[Start of section]
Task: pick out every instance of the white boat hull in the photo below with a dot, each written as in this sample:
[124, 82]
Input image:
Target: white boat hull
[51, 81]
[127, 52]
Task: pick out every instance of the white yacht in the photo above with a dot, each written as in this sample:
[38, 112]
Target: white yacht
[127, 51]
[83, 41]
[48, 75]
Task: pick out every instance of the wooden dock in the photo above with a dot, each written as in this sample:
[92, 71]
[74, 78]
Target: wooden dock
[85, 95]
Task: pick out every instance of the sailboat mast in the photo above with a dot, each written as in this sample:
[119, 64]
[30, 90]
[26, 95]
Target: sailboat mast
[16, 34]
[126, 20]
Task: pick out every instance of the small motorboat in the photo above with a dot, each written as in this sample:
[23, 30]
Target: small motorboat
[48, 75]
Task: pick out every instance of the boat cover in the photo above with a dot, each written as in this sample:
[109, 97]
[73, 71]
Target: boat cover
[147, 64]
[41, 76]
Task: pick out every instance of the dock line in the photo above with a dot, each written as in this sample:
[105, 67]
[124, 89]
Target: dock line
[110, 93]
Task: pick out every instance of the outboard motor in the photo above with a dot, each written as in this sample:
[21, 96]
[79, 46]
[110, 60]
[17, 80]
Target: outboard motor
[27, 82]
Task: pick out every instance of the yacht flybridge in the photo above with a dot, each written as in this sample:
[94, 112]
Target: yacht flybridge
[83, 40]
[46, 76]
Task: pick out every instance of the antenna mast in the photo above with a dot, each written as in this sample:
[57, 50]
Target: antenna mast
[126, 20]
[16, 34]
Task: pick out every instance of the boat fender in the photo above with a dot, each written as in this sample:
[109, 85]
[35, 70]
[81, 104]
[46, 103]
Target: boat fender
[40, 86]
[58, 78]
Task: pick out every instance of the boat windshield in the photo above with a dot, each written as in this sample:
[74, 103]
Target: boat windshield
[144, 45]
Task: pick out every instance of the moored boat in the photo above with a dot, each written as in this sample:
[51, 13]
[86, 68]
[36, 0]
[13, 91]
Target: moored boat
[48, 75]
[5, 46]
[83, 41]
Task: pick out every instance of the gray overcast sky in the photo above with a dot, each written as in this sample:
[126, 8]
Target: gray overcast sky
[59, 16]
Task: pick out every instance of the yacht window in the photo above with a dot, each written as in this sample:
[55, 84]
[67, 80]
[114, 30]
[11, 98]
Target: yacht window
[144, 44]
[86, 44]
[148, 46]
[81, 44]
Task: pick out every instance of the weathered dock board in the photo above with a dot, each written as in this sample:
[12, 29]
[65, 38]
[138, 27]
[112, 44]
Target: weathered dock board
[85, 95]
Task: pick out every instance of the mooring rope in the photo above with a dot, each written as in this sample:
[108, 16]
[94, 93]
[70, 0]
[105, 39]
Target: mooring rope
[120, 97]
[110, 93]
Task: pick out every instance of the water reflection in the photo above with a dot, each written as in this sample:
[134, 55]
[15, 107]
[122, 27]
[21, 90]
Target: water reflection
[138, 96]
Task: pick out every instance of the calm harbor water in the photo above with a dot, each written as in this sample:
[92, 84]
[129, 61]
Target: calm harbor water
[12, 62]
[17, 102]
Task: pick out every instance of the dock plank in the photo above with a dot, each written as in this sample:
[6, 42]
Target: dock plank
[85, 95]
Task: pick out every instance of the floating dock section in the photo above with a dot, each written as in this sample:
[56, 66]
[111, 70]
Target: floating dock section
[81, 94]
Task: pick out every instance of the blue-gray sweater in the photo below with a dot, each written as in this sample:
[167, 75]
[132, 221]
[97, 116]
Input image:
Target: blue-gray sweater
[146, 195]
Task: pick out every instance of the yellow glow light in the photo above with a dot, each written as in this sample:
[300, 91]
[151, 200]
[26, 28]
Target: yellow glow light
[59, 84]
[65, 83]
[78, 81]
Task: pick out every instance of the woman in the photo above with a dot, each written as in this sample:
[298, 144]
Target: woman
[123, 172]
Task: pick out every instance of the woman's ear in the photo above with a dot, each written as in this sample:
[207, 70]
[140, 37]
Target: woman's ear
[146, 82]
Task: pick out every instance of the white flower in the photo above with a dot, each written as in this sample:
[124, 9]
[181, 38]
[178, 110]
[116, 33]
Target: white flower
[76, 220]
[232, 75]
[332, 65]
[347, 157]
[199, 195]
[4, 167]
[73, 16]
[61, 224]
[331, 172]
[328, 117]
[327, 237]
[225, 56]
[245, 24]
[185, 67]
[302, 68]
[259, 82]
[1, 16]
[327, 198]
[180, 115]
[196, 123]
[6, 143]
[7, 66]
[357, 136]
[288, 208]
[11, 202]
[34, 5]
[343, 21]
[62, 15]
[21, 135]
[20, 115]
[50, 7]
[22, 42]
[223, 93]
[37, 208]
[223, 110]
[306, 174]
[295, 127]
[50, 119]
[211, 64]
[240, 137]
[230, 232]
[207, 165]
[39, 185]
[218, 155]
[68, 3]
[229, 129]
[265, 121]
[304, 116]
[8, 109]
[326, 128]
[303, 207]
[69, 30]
[End of section]
[Start of section]
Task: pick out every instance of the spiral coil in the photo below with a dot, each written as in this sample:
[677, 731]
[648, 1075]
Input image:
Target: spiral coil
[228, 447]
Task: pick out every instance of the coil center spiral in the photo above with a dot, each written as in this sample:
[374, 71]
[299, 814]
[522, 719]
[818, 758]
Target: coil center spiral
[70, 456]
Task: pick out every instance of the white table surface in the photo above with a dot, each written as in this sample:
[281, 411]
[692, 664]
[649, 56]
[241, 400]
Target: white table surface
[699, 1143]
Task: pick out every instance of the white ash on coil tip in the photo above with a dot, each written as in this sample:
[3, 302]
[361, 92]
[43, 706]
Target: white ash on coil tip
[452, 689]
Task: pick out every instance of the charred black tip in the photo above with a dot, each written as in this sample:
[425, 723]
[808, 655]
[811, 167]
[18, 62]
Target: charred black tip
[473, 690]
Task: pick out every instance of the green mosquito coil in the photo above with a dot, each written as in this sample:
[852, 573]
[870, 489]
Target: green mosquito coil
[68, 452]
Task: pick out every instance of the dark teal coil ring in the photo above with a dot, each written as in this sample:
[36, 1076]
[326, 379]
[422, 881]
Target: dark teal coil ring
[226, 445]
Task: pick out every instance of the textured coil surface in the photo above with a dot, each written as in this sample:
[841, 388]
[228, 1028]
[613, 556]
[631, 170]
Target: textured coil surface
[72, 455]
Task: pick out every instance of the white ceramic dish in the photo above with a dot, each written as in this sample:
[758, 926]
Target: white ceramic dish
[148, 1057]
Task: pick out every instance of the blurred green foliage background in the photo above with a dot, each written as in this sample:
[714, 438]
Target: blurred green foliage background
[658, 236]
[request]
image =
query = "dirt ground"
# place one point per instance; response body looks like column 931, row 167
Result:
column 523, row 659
[End of section]
### WORK TO COMPLETE:
Each line that contains the string "below" should be copied from the data above.

### TASK RESPONSE:
Task: pick out every instance of the white boat hull in the photo below with a dot, each written as in this sample:
Task: pick out every instance of the blue-gray sweater in the photo below with a dot, each written as in this sample:
Task: pick out every instance of the spiral coil in the photo below with a dot, each written as in this sample:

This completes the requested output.